What the exercise asks =>
Print the following material verbatim, line for line, with nothing added or left out.
───── Task inputs
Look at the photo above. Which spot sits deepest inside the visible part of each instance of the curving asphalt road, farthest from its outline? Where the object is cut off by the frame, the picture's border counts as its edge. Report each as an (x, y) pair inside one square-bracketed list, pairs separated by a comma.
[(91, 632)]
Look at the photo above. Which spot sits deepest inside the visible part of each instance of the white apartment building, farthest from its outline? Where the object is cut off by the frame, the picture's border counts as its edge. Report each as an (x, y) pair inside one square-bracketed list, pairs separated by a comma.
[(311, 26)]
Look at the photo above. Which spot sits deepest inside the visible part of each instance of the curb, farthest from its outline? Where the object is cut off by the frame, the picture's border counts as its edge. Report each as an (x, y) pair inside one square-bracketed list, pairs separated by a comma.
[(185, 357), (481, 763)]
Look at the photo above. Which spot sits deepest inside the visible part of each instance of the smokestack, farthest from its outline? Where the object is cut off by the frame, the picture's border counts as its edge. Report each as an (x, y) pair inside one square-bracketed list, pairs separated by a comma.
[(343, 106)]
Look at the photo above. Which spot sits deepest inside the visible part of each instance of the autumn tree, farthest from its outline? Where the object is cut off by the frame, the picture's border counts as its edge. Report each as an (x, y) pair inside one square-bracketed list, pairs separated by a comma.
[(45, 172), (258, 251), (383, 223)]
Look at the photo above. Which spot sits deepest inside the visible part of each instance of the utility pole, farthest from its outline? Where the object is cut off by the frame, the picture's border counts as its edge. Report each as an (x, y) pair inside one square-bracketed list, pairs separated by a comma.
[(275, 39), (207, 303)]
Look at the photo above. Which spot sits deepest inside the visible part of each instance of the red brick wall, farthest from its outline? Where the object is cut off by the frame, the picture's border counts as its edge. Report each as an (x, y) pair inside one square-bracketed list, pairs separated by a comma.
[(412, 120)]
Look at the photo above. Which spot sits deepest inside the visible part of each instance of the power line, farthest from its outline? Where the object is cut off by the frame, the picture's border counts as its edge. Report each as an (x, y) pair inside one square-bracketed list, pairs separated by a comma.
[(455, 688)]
──────────
Response for this exercise =>
Look at the photo above. Which spot sits deepest inside the visible part of each instance of the curving asphalt road, farthest from its outline? Where the object is cut off by the frame, the picture's border counts as its edge. Report each as an (x, y) pair inside one square-bracketed list, pairs separated by a comma.
[(91, 632)]
Look at the photo above. Which spot sits deepest inside the visible part of each instance of the white apartment building, farthest from its outline? Where the object is cut off by the frame, the picture's border counts as its edge. Report each as an (x, y) pair inside one square-bracketed list, pairs separated by a comma.
[(311, 26)]
Look at the photo above. Which spot sits deepest inside the visible part of each instance of the curb, farthest from its outline? Where the object is cut off by the frame, the picture's border counts as its edge. Report each as an (x, y) pair inside one square-bracketed list, pairs separated by a comma.
[(185, 357), (481, 763)]
Look at the photo above. Which spot sits deepest inside the visible part of each instance of the smokestack, farthest from its outline? Where the object is cut off by the frame, the picture's border counts as its edge. Report each as an (x, y) pair inside one square-bracketed list, pairs separated by a comma.
[(343, 106)]
Look at the photo above. Which spot sits deepest inside the visible part of each instance of the autumn tree, farthest from its outline? Where the object is cut off by the frame, the picture's border counts as its edge. Report each as an (x, y) pair inside one square-bracketed list, pairs separated by a comma.
[(45, 172), (258, 251), (383, 223)]
Look at the photo above. Which spot sits deepest inside the visible part of each instance of the utility pole, farthest from its outline? Where the object is cut off by the frame, the picture's border counts as its edge. Report each as an (x, y) pair inside one square-bracketed list, pairs separated by a comma.
[(275, 39), (207, 303)]
Look at the photo above. Which spot sits deepest inside the visible part of each instance of the red brick wall, farthest from its outline? Where the object is cut off by the frame, the picture's border counts as its edge. Report each as an (x, y) pair inside one square-bracketed list, pairs separated by a comma.
[(412, 120)]
Look at the photo above. Which spot sits deepest inside the visible part of each instance of the power line, farthest from its outline? Where the object is cut off by the frame, the picture's border counts as its edge. Report each as an (x, y) pair inside one square-bracketed list, pairs separated by a comma.
[(455, 688)]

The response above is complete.